WRITTEN PROBLEM: Recast every line of the records below as a Markdown table with two columns, "No." and "Entry". Number the rows consecutively and omit any blank lines.

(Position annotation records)
┄┄┄┄┄┄┄┄┄┄
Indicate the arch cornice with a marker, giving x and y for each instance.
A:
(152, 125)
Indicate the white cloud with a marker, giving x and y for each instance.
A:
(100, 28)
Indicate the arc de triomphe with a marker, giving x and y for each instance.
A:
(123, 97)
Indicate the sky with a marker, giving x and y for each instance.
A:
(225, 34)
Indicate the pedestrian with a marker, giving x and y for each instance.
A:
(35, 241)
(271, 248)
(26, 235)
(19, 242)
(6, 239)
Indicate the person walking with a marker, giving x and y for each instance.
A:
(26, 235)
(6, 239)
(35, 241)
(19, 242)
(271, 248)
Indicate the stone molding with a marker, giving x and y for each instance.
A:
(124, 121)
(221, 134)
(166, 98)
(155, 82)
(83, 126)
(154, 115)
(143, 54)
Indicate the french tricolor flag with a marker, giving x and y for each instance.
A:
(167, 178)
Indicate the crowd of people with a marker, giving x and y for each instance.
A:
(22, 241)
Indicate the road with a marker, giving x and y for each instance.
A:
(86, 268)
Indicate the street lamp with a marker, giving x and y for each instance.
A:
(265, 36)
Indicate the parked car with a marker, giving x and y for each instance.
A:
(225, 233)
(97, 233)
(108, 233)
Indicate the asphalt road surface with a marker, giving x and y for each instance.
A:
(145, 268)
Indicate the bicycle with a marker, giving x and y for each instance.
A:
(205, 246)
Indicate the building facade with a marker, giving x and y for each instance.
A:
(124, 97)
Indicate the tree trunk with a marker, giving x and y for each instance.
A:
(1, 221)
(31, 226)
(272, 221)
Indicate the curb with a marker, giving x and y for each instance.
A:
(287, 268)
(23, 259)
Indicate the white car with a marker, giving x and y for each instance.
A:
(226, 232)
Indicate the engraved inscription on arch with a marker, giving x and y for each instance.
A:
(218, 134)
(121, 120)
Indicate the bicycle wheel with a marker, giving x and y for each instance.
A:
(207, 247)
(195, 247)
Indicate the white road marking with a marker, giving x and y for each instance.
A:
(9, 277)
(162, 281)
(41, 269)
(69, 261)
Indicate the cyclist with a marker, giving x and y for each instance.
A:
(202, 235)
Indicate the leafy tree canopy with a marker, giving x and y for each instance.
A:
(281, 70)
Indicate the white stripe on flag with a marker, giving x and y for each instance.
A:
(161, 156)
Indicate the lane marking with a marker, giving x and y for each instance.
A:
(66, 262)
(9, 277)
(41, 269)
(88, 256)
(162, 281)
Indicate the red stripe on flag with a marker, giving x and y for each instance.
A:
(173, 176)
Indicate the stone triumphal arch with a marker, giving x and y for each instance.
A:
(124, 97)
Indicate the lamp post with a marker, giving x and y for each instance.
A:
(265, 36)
┄┄┄┄┄┄┄┄┄┄
SOLUTION TO THE EXERCISE:
| No. | Entry |
|---|---|
| 1 | Indicate the arch cornice with a marker, giving x and y for each instance. |
| 2 | A: |
| 3 | (152, 125) |
| 4 | Indicate the white cloud with a marker, giving x and y for each instance. |
| 5 | A: |
| 6 | (100, 28) |
| 7 | Indicate the arc de triomphe with a marker, giving x and y for each instance. |
| 8 | A: |
| 9 | (123, 97) |
| 10 | Indicate the sky with a marker, giving x and y for each instance. |
| 11 | A: |
| 12 | (225, 34) |
| 13 | Indicate the pedestrian with a marker, giving x and y for each instance. |
| 14 | A: |
| 15 | (35, 241) |
| 16 | (271, 248) |
| 17 | (26, 235) |
| 18 | (19, 242) |
| 19 | (6, 239) |
| 20 | Indicate the person walking with a marker, giving x and y for each instance. |
| 21 | A: |
| 22 | (26, 235) |
| 23 | (6, 239) |
| 24 | (35, 241) |
| 25 | (19, 242) |
| 26 | (271, 248) |
| 27 | Indicate the stone molding with a marker, giving x and y for each instance. |
| 28 | A: |
| 29 | (124, 121) |
| 30 | (221, 134) |
| 31 | (166, 98) |
| 32 | (155, 82) |
| 33 | (83, 126) |
| 34 | (154, 115) |
| 35 | (143, 54) |
| 36 | Indicate the french tricolor flag with a marker, giving x and y for each instance. |
| 37 | A: |
| 38 | (167, 178) |
| 39 | Indicate the crowd of people with a marker, giving x and y for each instance. |
| 40 | A: |
| 41 | (22, 241) |
| 42 | Indicate the road with a marker, giving x and y for each instance. |
| 43 | A: |
| 44 | (86, 268) |
| 45 | Indicate the street lamp with a marker, giving x and y for each instance. |
| 46 | A: |
| 47 | (265, 36) |
| 48 | Indicate the parked car with a marker, giving x and y for each instance. |
| 49 | A: |
| 50 | (225, 233) |
| 51 | (97, 233) |
| 52 | (108, 233) |
| 53 | Indicate the asphalt road surface with a marker, giving x and y for each instance. |
| 54 | A: |
| 55 | (145, 268) |
| 56 | Indicate the bicycle with a marker, giving x and y for each instance. |
| 57 | A: |
| 58 | (205, 246) |
| 59 | Indicate the building facade with a marker, giving x and y for each instance. |
| 60 | A: |
| 61 | (124, 97) |
| 62 | Indicate the tree trunk with a marker, giving x and y for each instance. |
| 63 | A: |
| 64 | (1, 221) |
| 65 | (31, 226) |
| 66 | (272, 221) |
| 67 | Indicate the curb with a marker, giving x and y for each instance. |
| 68 | A: |
| 69 | (287, 268) |
| 70 | (23, 259) |
| 71 | Indicate the white car with a marker, giving x and y for each instance. |
| 72 | A: |
| 73 | (226, 232) |
| 74 | Indicate the engraved inscription on arch with a marker, giving x and y for each instance. |
| 75 | A: |
| 76 | (218, 134) |
| 77 | (121, 120) |
| 78 | Indicate the bicycle wheel with a marker, giving x and y for each instance. |
| 79 | A: |
| 80 | (207, 247) |
| 81 | (195, 247) |
| 82 | Indicate the white road marking with a marker, giving x and y for each instance. |
| 83 | A: |
| 84 | (9, 277) |
| 85 | (162, 281) |
| 86 | (41, 269) |
| 87 | (69, 261) |
| 88 | Indicate the cyclist with a marker, giving x and y for each instance. |
| 89 | A: |
| 90 | (202, 235) |
| 91 | Indicate the leafy tree canopy with a marker, giving x and y for each instance. |
| 92 | A: |
| 93 | (281, 70) |
| 94 | Indicate the white stripe on flag with a marker, giving x and y for each instance. |
| 95 | A: |
| 96 | (161, 156) |
| 97 | Indicate the lane marking with a marker, giving x and y for each instance. |
| 98 | A: |
| 99 | (66, 262) |
| 100 | (9, 277) |
| 101 | (41, 269) |
| 102 | (88, 256) |
| 103 | (162, 281) |
| 104 | Indicate the red stripe on flag with a marker, giving x and y for each instance. |
| 105 | A: |
| 106 | (173, 176) |
| 107 | Indicate the stone triumphal arch with a marker, giving x and y for each instance. |
| 108 | A: |
| 109 | (124, 97) |
| 110 | Indicate the lamp post with a marker, giving x and y for each instance. |
| 111 | A: |
| 112 | (265, 36) |